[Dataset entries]

━━━━━━━━━━━━━━━━━━━━━━━━━━━━━━

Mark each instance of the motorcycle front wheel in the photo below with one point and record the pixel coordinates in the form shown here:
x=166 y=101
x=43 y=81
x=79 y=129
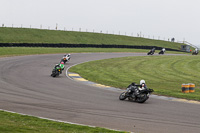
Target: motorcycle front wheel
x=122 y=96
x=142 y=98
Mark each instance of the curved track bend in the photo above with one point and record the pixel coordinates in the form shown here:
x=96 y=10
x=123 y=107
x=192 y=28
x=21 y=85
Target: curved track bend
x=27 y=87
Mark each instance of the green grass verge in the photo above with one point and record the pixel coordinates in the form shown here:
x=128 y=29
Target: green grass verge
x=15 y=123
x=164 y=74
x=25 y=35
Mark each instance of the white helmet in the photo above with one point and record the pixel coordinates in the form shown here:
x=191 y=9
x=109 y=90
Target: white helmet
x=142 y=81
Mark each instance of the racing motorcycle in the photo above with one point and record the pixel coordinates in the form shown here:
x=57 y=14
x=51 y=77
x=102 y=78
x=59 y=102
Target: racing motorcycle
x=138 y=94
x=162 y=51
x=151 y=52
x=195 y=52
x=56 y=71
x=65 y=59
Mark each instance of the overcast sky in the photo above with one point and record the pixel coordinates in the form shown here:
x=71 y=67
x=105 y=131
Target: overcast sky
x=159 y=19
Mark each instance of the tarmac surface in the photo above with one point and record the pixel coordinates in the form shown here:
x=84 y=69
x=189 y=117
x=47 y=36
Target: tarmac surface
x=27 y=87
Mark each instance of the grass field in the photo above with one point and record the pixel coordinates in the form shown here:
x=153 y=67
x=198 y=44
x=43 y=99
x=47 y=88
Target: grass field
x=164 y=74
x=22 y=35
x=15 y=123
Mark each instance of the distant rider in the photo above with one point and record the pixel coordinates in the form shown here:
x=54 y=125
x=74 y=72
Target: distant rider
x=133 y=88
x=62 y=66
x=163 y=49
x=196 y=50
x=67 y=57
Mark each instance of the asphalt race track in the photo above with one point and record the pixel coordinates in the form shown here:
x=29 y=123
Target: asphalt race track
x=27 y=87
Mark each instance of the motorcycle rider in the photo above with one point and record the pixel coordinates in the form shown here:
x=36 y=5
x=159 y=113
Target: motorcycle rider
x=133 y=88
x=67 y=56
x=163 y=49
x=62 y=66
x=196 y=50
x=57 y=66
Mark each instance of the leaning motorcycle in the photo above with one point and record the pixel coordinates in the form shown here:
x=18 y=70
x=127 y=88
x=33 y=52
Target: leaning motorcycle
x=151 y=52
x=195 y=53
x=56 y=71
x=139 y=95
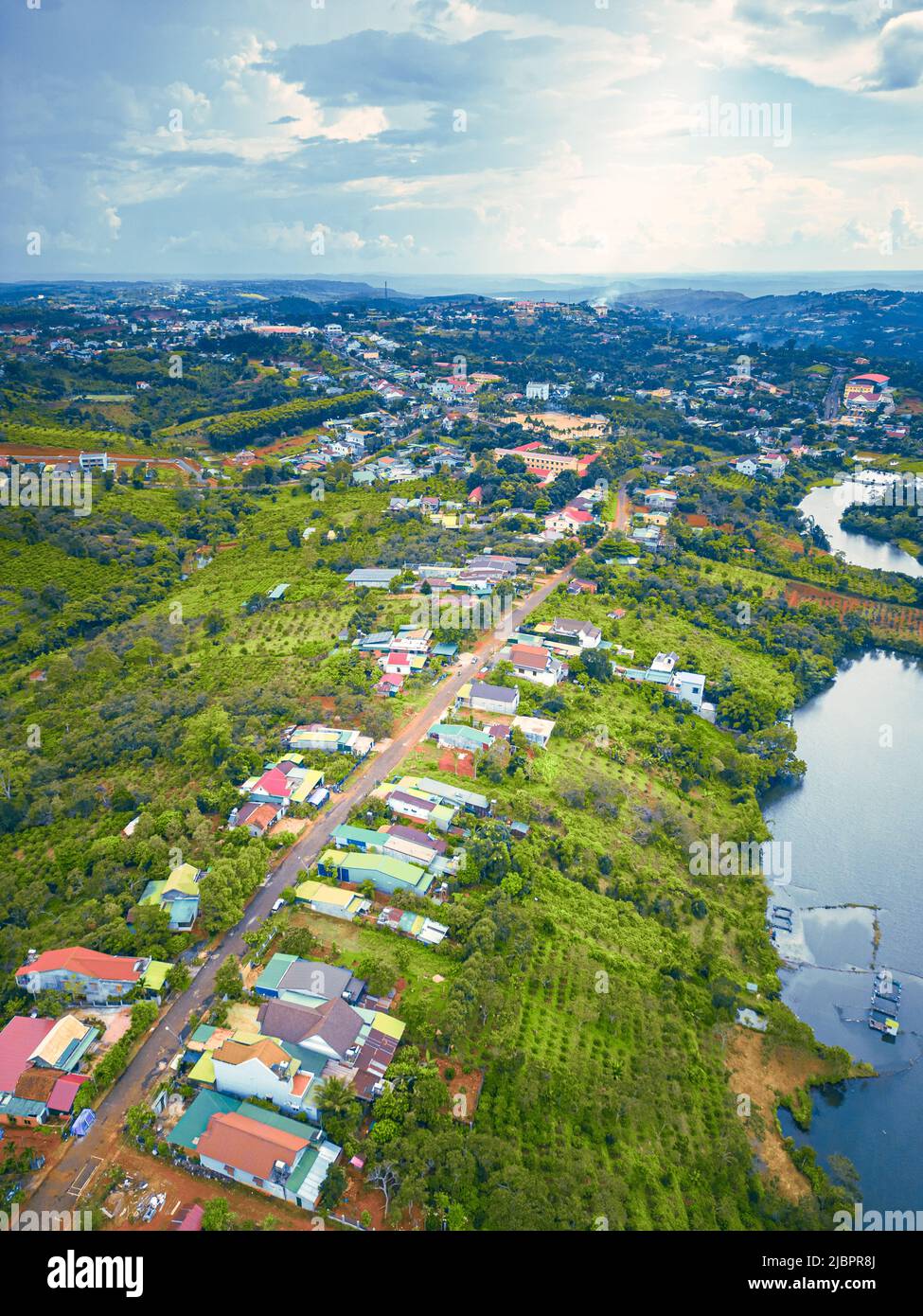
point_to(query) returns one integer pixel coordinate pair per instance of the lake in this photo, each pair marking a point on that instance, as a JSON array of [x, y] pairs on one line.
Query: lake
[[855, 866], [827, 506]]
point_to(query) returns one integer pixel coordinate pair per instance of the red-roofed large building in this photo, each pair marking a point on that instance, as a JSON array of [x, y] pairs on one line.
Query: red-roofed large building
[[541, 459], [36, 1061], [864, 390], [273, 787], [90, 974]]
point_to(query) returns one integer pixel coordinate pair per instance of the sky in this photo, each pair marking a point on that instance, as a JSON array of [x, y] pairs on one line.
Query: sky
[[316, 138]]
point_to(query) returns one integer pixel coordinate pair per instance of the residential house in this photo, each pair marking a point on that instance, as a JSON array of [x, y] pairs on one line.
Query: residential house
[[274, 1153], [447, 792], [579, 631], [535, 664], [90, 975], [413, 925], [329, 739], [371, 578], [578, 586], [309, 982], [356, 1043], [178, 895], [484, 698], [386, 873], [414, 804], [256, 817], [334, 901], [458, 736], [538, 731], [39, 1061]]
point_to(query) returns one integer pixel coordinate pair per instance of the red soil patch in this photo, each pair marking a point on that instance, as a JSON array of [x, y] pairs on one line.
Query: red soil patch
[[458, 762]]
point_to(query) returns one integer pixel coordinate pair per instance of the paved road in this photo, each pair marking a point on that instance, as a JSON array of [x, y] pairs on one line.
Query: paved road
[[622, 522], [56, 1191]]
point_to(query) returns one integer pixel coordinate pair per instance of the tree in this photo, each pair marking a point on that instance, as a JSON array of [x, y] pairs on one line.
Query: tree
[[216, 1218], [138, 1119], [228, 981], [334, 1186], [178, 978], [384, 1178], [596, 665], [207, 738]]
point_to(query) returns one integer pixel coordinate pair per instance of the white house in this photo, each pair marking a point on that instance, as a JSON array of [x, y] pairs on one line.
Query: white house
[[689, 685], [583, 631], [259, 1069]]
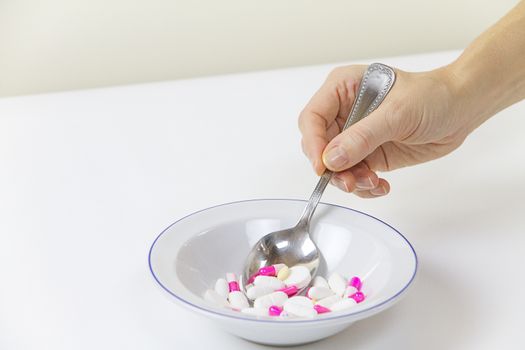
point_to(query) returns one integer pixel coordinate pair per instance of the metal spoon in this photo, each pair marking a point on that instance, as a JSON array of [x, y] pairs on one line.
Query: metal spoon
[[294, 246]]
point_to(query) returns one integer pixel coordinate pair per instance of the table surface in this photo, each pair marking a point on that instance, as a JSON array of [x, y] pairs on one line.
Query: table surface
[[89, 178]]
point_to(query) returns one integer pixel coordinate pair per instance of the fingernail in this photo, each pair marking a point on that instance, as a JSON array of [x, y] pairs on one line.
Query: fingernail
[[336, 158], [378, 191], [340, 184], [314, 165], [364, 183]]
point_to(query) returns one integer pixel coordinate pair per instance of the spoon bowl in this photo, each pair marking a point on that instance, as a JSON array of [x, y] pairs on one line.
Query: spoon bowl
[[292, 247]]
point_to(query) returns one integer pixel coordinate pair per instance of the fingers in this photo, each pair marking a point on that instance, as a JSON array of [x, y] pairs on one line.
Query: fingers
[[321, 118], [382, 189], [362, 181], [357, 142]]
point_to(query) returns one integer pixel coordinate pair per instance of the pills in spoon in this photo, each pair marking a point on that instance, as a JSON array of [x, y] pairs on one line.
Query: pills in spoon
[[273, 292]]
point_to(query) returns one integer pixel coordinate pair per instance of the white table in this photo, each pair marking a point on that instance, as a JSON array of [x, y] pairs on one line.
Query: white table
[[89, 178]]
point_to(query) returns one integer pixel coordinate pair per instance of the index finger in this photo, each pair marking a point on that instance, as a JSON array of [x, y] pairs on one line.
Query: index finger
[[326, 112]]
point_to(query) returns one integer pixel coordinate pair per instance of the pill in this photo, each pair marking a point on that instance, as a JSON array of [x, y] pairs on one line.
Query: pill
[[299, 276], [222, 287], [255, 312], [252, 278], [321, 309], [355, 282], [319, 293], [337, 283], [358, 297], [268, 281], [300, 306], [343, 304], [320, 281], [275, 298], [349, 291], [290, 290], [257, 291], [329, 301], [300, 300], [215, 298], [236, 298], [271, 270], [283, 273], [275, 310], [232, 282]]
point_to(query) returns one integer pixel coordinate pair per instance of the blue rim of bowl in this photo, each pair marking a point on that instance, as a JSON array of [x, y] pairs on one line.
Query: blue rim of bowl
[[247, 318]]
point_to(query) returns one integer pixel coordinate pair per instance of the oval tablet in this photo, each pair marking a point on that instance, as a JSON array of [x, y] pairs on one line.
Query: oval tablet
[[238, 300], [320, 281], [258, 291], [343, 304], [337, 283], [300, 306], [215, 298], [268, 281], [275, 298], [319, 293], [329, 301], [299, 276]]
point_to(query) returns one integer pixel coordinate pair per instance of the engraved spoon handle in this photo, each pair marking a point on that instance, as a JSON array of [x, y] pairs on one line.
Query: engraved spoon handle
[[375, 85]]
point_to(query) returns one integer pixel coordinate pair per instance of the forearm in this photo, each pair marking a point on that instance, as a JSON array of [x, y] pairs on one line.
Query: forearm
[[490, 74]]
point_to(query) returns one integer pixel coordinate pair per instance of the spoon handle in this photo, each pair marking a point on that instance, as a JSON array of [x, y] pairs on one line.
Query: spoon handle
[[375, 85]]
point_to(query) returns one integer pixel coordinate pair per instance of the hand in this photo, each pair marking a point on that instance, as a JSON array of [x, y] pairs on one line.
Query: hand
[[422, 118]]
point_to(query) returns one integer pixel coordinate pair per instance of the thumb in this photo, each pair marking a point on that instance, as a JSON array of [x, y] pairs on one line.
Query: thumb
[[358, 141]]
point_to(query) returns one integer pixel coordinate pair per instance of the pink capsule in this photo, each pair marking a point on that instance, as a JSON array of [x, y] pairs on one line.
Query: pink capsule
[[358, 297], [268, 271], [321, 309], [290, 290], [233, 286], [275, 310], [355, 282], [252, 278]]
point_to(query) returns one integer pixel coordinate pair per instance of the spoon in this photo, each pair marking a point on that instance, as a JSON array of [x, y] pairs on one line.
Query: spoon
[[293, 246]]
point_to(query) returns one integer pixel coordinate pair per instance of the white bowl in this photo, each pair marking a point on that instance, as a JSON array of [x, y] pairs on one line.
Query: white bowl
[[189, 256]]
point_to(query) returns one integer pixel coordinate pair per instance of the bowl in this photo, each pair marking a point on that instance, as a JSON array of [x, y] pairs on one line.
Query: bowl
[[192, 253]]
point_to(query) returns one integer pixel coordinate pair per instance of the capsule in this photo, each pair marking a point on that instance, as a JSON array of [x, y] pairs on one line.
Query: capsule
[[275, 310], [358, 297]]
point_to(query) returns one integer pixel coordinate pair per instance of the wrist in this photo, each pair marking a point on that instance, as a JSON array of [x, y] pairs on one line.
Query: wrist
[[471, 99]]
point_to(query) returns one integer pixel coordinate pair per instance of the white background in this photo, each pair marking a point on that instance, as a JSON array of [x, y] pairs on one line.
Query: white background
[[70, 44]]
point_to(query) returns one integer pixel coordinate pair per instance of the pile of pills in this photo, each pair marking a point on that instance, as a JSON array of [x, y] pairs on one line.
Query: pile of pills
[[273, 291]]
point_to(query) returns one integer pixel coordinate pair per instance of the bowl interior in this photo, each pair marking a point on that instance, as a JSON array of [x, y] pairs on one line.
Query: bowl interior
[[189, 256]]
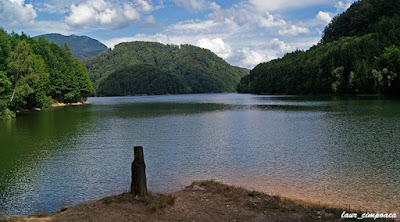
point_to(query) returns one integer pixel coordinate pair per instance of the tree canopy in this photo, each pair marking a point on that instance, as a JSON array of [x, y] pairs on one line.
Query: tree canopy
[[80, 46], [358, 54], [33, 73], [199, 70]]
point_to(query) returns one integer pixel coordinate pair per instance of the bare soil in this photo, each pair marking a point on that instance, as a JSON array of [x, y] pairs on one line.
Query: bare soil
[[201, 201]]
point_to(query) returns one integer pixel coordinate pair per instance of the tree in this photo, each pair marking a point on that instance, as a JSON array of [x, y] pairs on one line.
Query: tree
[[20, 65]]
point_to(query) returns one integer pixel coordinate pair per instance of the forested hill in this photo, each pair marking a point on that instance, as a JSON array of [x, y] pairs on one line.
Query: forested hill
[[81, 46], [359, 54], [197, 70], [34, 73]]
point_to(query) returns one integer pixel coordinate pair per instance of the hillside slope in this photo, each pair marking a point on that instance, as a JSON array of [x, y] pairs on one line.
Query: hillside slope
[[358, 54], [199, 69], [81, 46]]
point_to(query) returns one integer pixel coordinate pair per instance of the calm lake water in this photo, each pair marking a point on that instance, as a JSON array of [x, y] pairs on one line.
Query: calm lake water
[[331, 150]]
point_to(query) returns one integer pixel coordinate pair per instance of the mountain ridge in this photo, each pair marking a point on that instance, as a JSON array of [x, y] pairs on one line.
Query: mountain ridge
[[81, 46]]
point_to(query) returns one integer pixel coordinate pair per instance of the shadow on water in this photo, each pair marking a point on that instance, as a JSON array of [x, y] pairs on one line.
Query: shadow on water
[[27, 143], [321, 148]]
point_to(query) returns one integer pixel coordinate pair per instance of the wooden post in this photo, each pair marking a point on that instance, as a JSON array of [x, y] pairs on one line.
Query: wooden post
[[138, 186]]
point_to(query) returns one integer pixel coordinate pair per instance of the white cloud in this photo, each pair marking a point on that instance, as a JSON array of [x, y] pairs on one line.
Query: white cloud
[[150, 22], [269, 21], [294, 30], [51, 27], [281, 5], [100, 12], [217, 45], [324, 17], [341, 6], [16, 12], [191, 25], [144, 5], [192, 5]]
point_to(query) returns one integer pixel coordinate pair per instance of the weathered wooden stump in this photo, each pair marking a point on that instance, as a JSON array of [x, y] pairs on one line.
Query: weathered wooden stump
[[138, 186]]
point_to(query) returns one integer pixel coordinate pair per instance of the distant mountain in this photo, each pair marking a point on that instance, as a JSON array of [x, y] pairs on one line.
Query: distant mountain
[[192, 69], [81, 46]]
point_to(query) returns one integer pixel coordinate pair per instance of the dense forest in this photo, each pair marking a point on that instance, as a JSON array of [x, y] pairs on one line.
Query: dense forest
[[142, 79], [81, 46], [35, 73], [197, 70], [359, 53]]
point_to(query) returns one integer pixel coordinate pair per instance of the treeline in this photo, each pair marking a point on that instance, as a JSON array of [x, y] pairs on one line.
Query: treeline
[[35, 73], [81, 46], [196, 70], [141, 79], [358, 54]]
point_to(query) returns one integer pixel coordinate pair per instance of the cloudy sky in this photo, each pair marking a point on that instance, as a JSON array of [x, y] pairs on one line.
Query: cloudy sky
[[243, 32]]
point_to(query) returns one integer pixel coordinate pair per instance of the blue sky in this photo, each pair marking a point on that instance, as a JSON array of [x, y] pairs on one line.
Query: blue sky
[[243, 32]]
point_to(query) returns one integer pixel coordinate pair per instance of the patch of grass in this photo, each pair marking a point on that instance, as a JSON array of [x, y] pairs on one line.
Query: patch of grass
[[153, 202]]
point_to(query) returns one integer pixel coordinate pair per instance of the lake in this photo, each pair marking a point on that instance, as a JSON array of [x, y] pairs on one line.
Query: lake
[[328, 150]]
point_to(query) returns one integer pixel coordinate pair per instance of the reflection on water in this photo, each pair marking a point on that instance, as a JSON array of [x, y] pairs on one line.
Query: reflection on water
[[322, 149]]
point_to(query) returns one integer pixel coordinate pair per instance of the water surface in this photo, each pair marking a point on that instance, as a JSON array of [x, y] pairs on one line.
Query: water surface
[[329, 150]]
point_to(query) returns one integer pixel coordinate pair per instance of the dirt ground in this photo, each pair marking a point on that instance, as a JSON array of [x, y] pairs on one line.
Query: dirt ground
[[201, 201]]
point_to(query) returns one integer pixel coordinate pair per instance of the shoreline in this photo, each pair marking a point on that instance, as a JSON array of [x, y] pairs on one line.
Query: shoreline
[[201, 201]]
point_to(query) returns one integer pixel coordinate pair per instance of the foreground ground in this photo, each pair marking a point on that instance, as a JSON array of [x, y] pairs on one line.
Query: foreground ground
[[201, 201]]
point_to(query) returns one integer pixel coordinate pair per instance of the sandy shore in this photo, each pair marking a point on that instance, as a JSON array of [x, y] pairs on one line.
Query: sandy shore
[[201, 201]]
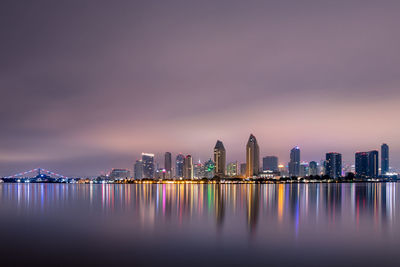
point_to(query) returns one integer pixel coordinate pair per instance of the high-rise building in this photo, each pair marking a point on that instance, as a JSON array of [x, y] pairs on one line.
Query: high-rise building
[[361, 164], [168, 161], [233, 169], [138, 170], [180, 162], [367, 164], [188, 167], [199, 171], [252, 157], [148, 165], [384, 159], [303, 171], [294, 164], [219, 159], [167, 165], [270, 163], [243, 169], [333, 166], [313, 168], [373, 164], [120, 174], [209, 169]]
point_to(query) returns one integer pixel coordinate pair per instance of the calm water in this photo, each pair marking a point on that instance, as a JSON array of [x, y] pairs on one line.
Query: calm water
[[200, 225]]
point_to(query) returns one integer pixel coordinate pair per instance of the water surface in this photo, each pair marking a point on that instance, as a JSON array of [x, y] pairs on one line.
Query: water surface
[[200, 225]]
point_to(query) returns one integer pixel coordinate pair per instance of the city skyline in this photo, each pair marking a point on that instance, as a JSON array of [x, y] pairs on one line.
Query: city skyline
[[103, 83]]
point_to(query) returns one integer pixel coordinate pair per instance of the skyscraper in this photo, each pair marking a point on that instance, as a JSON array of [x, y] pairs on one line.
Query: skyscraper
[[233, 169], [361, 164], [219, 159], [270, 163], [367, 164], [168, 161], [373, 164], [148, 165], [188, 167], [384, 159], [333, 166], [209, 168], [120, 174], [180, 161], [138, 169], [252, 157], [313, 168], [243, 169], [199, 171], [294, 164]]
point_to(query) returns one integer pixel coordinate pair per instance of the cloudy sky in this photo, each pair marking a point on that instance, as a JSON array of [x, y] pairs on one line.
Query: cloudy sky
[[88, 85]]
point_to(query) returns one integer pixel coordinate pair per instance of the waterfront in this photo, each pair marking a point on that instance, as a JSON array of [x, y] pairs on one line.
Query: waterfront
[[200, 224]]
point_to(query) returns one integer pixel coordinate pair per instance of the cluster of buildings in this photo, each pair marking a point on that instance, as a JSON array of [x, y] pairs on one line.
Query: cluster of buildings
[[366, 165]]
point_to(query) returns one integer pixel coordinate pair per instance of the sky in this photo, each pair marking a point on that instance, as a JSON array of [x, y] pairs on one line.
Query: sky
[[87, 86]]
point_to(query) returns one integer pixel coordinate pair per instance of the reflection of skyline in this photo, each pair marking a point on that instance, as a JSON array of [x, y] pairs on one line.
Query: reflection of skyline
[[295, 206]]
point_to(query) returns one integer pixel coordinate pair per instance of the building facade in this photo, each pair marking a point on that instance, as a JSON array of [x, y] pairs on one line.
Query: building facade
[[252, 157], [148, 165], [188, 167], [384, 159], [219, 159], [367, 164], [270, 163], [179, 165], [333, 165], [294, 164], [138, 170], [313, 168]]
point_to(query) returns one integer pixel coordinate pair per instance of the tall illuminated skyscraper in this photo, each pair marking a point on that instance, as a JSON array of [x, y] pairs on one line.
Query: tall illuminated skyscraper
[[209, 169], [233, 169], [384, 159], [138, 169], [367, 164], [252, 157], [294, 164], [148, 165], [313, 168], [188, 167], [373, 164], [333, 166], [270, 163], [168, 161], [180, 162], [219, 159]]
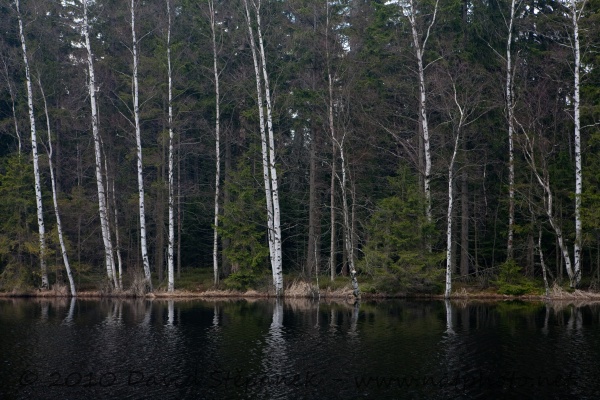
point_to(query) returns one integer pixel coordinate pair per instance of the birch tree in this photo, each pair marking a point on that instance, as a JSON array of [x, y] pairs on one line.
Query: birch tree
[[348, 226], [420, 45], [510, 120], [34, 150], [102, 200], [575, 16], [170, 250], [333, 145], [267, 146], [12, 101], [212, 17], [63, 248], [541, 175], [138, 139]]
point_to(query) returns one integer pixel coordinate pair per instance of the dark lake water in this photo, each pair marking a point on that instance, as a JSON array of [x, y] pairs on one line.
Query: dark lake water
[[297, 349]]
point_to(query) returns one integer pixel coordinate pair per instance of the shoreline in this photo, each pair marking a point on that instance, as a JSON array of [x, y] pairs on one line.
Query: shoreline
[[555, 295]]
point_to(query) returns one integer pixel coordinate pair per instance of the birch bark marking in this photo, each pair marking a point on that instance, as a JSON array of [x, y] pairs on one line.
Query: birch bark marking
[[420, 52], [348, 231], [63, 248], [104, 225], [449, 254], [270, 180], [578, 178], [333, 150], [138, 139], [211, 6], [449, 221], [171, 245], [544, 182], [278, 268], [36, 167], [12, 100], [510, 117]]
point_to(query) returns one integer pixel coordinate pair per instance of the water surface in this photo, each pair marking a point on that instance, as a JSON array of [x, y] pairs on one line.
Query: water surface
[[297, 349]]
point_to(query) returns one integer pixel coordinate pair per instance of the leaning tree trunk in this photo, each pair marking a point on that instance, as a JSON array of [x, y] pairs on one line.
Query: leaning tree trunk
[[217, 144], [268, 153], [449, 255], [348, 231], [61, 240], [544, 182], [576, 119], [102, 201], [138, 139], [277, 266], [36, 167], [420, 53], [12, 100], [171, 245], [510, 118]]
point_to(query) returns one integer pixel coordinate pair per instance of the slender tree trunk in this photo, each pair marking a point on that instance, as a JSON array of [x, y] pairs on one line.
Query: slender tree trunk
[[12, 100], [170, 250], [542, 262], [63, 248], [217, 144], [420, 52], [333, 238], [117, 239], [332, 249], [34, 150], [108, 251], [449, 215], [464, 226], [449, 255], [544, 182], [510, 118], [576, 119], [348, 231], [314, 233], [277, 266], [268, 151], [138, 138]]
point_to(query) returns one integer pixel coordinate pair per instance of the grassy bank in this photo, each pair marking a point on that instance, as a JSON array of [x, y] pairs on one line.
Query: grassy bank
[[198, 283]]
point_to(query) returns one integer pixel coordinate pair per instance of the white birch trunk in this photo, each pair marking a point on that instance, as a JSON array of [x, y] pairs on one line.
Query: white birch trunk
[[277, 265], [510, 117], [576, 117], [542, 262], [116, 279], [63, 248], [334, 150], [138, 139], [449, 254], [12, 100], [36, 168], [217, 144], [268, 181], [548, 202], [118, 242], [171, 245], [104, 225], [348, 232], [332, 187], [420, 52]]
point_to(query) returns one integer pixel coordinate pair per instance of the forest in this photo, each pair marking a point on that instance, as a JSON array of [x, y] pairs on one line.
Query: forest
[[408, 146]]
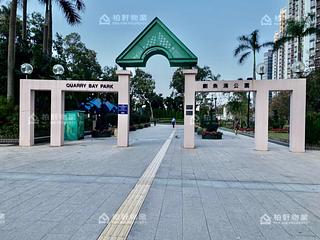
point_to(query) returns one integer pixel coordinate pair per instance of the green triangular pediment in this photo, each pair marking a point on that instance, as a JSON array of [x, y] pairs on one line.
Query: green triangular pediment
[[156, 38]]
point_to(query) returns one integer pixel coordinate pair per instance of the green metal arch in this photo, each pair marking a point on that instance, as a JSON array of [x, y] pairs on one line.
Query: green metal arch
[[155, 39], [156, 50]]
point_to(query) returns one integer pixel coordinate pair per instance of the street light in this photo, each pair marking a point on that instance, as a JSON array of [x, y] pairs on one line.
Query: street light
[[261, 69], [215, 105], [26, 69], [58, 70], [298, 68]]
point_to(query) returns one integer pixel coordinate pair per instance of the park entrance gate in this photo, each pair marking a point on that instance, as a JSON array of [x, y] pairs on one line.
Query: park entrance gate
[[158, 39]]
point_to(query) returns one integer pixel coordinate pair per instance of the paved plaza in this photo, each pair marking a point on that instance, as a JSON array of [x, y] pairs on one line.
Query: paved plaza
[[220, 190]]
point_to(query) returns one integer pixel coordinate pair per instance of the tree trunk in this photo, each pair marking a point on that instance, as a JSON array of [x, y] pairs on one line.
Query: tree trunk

━━━━━━━━━━━━━━━━━━━━━━━━━━━━━━

Convert the items into a two-column CSV with the header input,output. Begin at the line that contains "of the hand" and stop after the line that contains "[[358, 141]]". Write one row per item, with its text in the input field and its answer in the output field, quote each field, and replace line breaks with spaces.

input,output
"point_to(query) returns one integer pixel coordinate pair per instance of the hand in this photo, each pair marking a point on that instance, as a JSON array of [x, y] pairs on one line. Query: hand","[[422, 118]]"
"point_to(query) returns one integer pixel coordinate pair per instance of the thumb in this photo, each pair marking a point on that instance, as a JSON array of [x, y] pairs on one line. Query: thumb","[[358, 141]]"